ASSIGNED TASK – Whenever a line in the records below holds the string "instance", copy it out.

══════════════════════════════

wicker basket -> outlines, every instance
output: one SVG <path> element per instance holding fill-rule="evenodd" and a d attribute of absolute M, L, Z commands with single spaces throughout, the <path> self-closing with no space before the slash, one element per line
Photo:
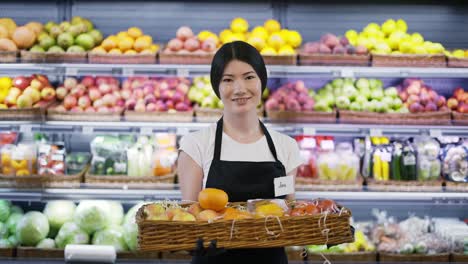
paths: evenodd
<path fill-rule="evenodd" d="M 447 57 L 447 66 L 453 68 L 468 68 L 468 58 Z"/>
<path fill-rule="evenodd" d="M 93 175 L 85 174 L 85 183 L 96 187 L 108 188 L 157 188 L 174 187 L 176 174 L 171 173 L 164 176 L 131 177 L 127 175 Z"/>
<path fill-rule="evenodd" d="M 0 51 L 0 63 L 16 62 L 18 51 Z"/>
<path fill-rule="evenodd" d="M 163 51 L 159 53 L 160 64 L 211 64 L 214 53 L 178 54 Z"/>
<path fill-rule="evenodd" d="M 0 181 L 2 185 L 9 185 L 8 187 L 13 188 L 26 188 L 26 189 L 36 189 L 42 188 L 44 182 L 47 180 L 46 176 L 0 176 Z"/>
<path fill-rule="evenodd" d="M 206 244 L 217 239 L 218 246 L 226 249 L 340 244 L 354 239 L 349 226 L 349 210 L 326 218 L 324 215 L 269 217 L 213 223 L 151 221 L 144 218 L 144 210 L 145 206 L 141 207 L 136 216 L 141 251 L 190 250 L 198 238 L 203 238 Z M 323 233 L 325 228 L 329 229 L 328 236 Z"/>
<path fill-rule="evenodd" d="M 468 126 L 468 114 L 452 112 L 452 122 L 454 125 Z"/>
<path fill-rule="evenodd" d="M 299 65 L 369 66 L 370 55 L 299 54 Z"/>
<path fill-rule="evenodd" d="M 450 262 L 468 263 L 468 255 L 463 253 L 452 253 L 450 254 Z"/>
<path fill-rule="evenodd" d="M 44 249 L 35 247 L 18 247 L 16 249 L 18 258 L 40 258 L 40 259 L 64 259 L 63 249 Z"/>
<path fill-rule="evenodd" d="M 297 65 L 297 55 L 262 55 L 266 65 Z"/>
<path fill-rule="evenodd" d="M 86 52 L 46 52 L 45 61 L 49 63 L 85 63 L 88 58 Z"/>
<path fill-rule="evenodd" d="M 27 50 L 22 50 L 21 61 L 23 62 L 46 62 L 46 53 L 45 52 L 31 52 Z"/>
<path fill-rule="evenodd" d="M 42 121 L 45 112 L 45 107 L 0 109 L 0 121 Z"/>
<path fill-rule="evenodd" d="M 192 122 L 193 110 L 185 112 L 135 112 L 125 111 L 126 121 L 145 121 L 145 122 Z"/>
<path fill-rule="evenodd" d="M 47 120 L 52 121 L 120 121 L 120 113 L 74 113 L 57 111 L 54 108 L 47 110 Z"/>
<path fill-rule="evenodd" d="M 336 111 L 328 113 L 267 110 L 266 116 L 272 122 L 336 123 Z"/>
<path fill-rule="evenodd" d="M 362 178 L 359 180 L 321 180 L 296 177 L 296 189 L 301 191 L 361 191 Z"/>
<path fill-rule="evenodd" d="M 323 253 L 331 263 L 352 262 L 352 263 L 375 263 L 377 252 L 353 252 L 353 253 Z M 307 263 L 324 263 L 324 258 L 320 254 L 308 253 Z"/>
<path fill-rule="evenodd" d="M 155 64 L 156 54 L 88 54 L 89 63 Z"/>
<path fill-rule="evenodd" d="M 15 248 L 0 248 L 0 259 L 12 258 L 15 255 Z"/>
<path fill-rule="evenodd" d="M 405 262 L 419 262 L 419 263 L 447 263 L 449 262 L 450 254 L 392 254 L 379 252 L 380 263 L 405 263 Z"/>
<path fill-rule="evenodd" d="M 373 113 L 340 110 L 340 123 L 399 124 L 399 125 L 450 125 L 450 112 L 428 113 Z"/>
<path fill-rule="evenodd" d="M 381 55 L 372 54 L 372 66 L 374 67 L 436 67 L 445 68 L 447 62 L 445 55 Z"/>
<path fill-rule="evenodd" d="M 216 122 L 223 115 L 223 109 L 199 107 L 198 105 L 196 105 L 194 107 L 194 110 L 195 110 L 195 117 L 197 118 L 198 122 Z M 261 119 L 263 118 L 264 111 L 265 109 L 263 106 L 260 108 L 257 108 L 257 115 Z"/>
<path fill-rule="evenodd" d="M 86 166 L 80 173 L 72 175 L 48 175 L 43 183 L 46 188 L 79 188 L 83 182 L 83 177 L 88 166 Z"/>
<path fill-rule="evenodd" d="M 117 252 L 117 259 L 160 259 L 160 252 Z"/>
<path fill-rule="evenodd" d="M 163 251 L 161 252 L 162 260 L 190 260 L 192 256 L 187 251 L 171 252 Z"/>
<path fill-rule="evenodd" d="M 445 190 L 448 192 L 468 192 L 468 182 L 445 182 Z"/>
<path fill-rule="evenodd" d="M 440 192 L 442 181 L 367 180 L 367 189 L 376 192 Z"/>

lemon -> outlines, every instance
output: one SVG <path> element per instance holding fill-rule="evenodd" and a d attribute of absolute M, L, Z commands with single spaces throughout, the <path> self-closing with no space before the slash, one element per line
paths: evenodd
<path fill-rule="evenodd" d="M 124 37 L 119 41 L 119 49 L 123 52 L 133 48 L 134 40 L 132 37 Z"/>
<path fill-rule="evenodd" d="M 398 46 L 401 53 L 411 53 L 413 50 L 412 43 L 410 41 L 402 41 Z"/>
<path fill-rule="evenodd" d="M 124 54 L 126 55 L 135 55 L 137 54 L 138 52 L 136 52 L 135 50 L 132 50 L 132 49 L 129 49 L 127 51 L 124 52 Z"/>
<path fill-rule="evenodd" d="M 356 30 L 350 29 L 350 30 L 346 31 L 345 37 L 346 37 L 349 41 L 357 40 L 357 38 L 358 38 L 358 33 L 356 32 Z"/>
<path fill-rule="evenodd" d="M 412 53 L 414 53 L 414 54 L 427 54 L 427 51 L 423 46 L 417 45 L 417 46 L 413 46 Z"/>
<path fill-rule="evenodd" d="M 159 45 L 156 45 L 156 44 L 151 45 L 150 50 L 156 53 L 159 50 Z"/>
<path fill-rule="evenodd" d="M 151 42 L 148 42 L 144 38 L 138 38 L 134 43 L 133 43 L 133 49 L 135 49 L 137 52 L 140 52 L 144 49 L 148 49 L 151 46 Z"/>
<path fill-rule="evenodd" d="M 117 38 L 106 38 L 105 40 L 102 41 L 101 46 L 104 48 L 106 51 L 109 51 L 111 49 L 117 48 L 118 46 L 118 39 Z"/>
<path fill-rule="evenodd" d="M 396 22 L 396 27 L 398 30 L 406 32 L 408 30 L 408 25 L 403 19 L 398 19 Z"/>
<path fill-rule="evenodd" d="M 229 43 L 229 42 L 233 42 L 233 41 L 245 41 L 245 36 L 244 34 L 241 34 L 241 33 L 234 33 L 234 34 L 231 34 L 230 36 L 227 37 L 226 39 L 226 42 L 224 43 Z"/>
<path fill-rule="evenodd" d="M 200 33 L 198 33 L 197 37 L 200 41 L 205 41 L 212 34 L 213 33 L 208 30 L 203 30 L 203 31 L 200 31 Z"/>
<path fill-rule="evenodd" d="M 280 32 L 279 32 L 280 36 L 282 39 L 284 39 L 284 41 L 288 41 L 288 37 L 289 37 L 289 30 L 287 29 L 281 29 Z"/>
<path fill-rule="evenodd" d="M 414 43 L 421 44 L 424 42 L 424 38 L 421 36 L 421 34 L 416 32 L 411 35 L 411 41 L 413 41 Z"/>
<path fill-rule="evenodd" d="M 233 33 L 229 29 L 225 29 L 221 32 L 219 32 L 219 39 L 221 40 L 222 43 L 227 43 L 226 39 L 231 36 Z"/>
<path fill-rule="evenodd" d="M 268 46 L 279 50 L 281 46 L 285 45 L 286 41 L 281 37 L 281 34 L 276 32 L 270 35 L 268 38 Z"/>
<path fill-rule="evenodd" d="M 120 39 L 123 39 L 123 38 L 127 38 L 127 37 L 130 37 L 130 35 L 128 35 L 128 33 L 126 31 L 120 31 L 118 34 L 117 34 L 117 38 L 120 40 Z"/>
<path fill-rule="evenodd" d="M 119 49 L 117 49 L 117 48 L 115 48 L 115 49 L 111 49 L 111 50 L 109 51 L 109 54 L 119 54 L 119 55 L 120 55 L 120 54 L 122 54 L 122 51 L 119 50 Z"/>
<path fill-rule="evenodd" d="M 268 19 L 263 26 L 270 34 L 281 30 L 281 24 L 274 19 Z"/>
<path fill-rule="evenodd" d="M 8 76 L 0 77 L 0 91 L 7 91 L 13 85 L 13 80 Z"/>
<path fill-rule="evenodd" d="M 241 17 L 234 18 L 231 21 L 231 30 L 234 33 L 245 33 L 249 30 L 249 23 Z"/>
<path fill-rule="evenodd" d="M 395 20 L 388 19 L 382 24 L 382 31 L 386 36 L 392 34 L 397 29 Z"/>
<path fill-rule="evenodd" d="M 279 51 L 278 55 L 295 55 L 296 52 L 294 51 L 293 47 L 289 45 L 282 46 Z"/>
<path fill-rule="evenodd" d="M 136 39 L 143 35 L 143 31 L 138 27 L 131 27 L 127 30 L 127 33 L 130 37 Z"/>
<path fill-rule="evenodd" d="M 91 53 L 93 53 L 93 54 L 106 54 L 107 51 L 102 46 L 98 46 L 98 47 L 94 47 L 94 49 L 91 50 Z"/>
<path fill-rule="evenodd" d="M 295 30 L 290 30 L 286 41 L 293 48 L 298 48 L 302 44 L 302 36 Z"/>
<path fill-rule="evenodd" d="M 255 27 L 252 30 L 251 35 L 255 37 L 261 37 L 264 40 L 268 39 L 268 31 L 262 26 Z"/>
<path fill-rule="evenodd" d="M 210 35 L 208 35 L 208 37 L 205 40 L 209 40 L 209 39 L 212 40 L 216 44 L 216 46 L 219 45 L 220 41 L 219 41 L 219 38 L 218 38 L 218 36 L 216 34 L 210 33 Z"/>
<path fill-rule="evenodd" d="M 266 42 L 263 38 L 258 36 L 251 36 L 247 39 L 247 43 L 254 46 L 258 51 L 261 51 L 266 46 Z"/>
<path fill-rule="evenodd" d="M 277 55 L 276 50 L 272 47 L 265 47 L 260 51 L 262 55 Z"/>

══════════════════════════════

FINISHED TASK –
wicker basket -> outlines, every instance
output: one SVG <path> element per instance holding fill-rule="evenodd" and a d attribute of absolute M, L, Z commands with single spaces throughout, the <path> self-closing with no space before the slash, one element per line
lemon -> outlines, every instance
output: one SVG <path> element per instance holding fill-rule="evenodd" and a d attribute of absolute M, L, Z commands with single spaces throughout, the <path> self-closing with no space before the slash, one element per line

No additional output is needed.